• Work task:
Starting at the line that contains "Shelf-audit task: drop a dot on every instance of the tour", return every line through the end of the entries below, exactly and with nothing else.

• Collected data:

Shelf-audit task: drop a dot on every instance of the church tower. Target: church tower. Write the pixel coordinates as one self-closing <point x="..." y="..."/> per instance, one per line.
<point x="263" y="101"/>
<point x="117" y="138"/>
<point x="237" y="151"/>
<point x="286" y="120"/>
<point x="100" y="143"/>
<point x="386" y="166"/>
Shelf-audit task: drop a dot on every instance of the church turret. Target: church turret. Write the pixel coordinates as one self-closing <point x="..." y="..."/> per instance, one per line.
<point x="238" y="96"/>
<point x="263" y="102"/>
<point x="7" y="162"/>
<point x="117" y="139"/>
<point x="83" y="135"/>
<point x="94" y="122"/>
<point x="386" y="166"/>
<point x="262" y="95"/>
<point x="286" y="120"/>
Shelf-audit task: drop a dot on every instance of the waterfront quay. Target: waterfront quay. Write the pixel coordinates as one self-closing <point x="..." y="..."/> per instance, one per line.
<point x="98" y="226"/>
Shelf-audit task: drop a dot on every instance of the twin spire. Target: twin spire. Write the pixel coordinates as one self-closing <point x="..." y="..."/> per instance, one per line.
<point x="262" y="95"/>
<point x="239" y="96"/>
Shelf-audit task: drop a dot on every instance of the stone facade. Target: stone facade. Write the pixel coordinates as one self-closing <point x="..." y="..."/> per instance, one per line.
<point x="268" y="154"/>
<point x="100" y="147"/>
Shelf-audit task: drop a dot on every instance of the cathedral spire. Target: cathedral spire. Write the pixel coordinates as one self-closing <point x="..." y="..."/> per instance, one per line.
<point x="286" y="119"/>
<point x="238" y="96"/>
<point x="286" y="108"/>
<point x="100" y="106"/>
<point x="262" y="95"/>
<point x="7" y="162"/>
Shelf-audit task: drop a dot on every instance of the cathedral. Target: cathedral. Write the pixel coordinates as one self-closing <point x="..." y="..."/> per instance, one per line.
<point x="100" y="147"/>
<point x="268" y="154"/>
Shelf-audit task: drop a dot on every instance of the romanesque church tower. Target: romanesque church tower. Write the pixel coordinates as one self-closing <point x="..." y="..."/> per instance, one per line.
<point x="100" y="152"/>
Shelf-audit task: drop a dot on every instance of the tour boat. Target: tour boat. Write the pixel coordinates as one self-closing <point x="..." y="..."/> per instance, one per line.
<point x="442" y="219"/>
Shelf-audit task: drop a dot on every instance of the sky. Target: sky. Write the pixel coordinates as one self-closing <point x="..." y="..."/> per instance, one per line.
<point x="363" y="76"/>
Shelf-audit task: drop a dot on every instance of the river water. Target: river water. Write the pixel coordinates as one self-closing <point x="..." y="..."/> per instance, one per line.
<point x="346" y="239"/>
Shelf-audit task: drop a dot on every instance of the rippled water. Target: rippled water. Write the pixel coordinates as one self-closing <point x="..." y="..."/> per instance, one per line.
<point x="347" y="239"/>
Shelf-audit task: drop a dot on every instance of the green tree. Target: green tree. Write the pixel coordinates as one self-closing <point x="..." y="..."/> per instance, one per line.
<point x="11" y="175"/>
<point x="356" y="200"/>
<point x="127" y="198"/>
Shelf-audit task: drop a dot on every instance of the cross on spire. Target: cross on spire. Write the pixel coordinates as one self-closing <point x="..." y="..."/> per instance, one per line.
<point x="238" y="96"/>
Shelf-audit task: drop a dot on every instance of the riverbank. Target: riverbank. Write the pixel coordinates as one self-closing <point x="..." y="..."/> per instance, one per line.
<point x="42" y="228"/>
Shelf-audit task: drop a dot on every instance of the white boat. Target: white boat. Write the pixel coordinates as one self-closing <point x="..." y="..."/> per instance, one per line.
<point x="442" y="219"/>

• Response:
Shelf-audit task: drop a dot on every instance of the tour boat. Target: tour boat. Write the pixel coordinates as one self-closing <point x="..." y="..."/> per instance, one per line.
<point x="442" y="219"/>
Shelf-audit task: drop a dot on every instance of the sky. Target: sky. Write the pixel coordinates as one self-closing <point x="..." y="..."/> per instance, one per line.
<point x="363" y="76"/>
Shelf-audit task: drop a dot on every instance of the river water. Target: river water. Write the pixel coordinates as one self-closing <point x="..." y="..."/> per instance, one per line.
<point x="346" y="239"/>
Shelf-audit task: drop a dot on every instance of the rippled water. Target: rippled water. Write the pixel coordinates as one self-closing <point x="..." y="..."/> per instance, one per line.
<point x="347" y="239"/>
Shelf-audit task: drop a dot on every instance of the green tree. Target: green tree. Write the pixel coordinates as one self-closing <point x="..." y="..."/> per instance, one per line.
<point x="11" y="175"/>
<point x="356" y="200"/>
<point x="127" y="198"/>
Shelf-audit task: drop a dot on every instance of the cross on spire. Target: cross on spire. Write the pixel coordinates as one self-closing <point x="..." y="..."/> per instance, one per line.
<point x="238" y="96"/>
Shelf-audit task: drop a dot on every instance of the riverbank. Target: riverbank. Write the pixel coordinates as one self-closing <point x="..." y="..."/> per instance, one per line.
<point x="42" y="228"/>
Shelf-audit task: drop a dot on every instance of the white boat. Target: white boat. Write the pixel coordinates as one self-closing <point x="..." y="..."/> per instance, one per line.
<point x="442" y="219"/>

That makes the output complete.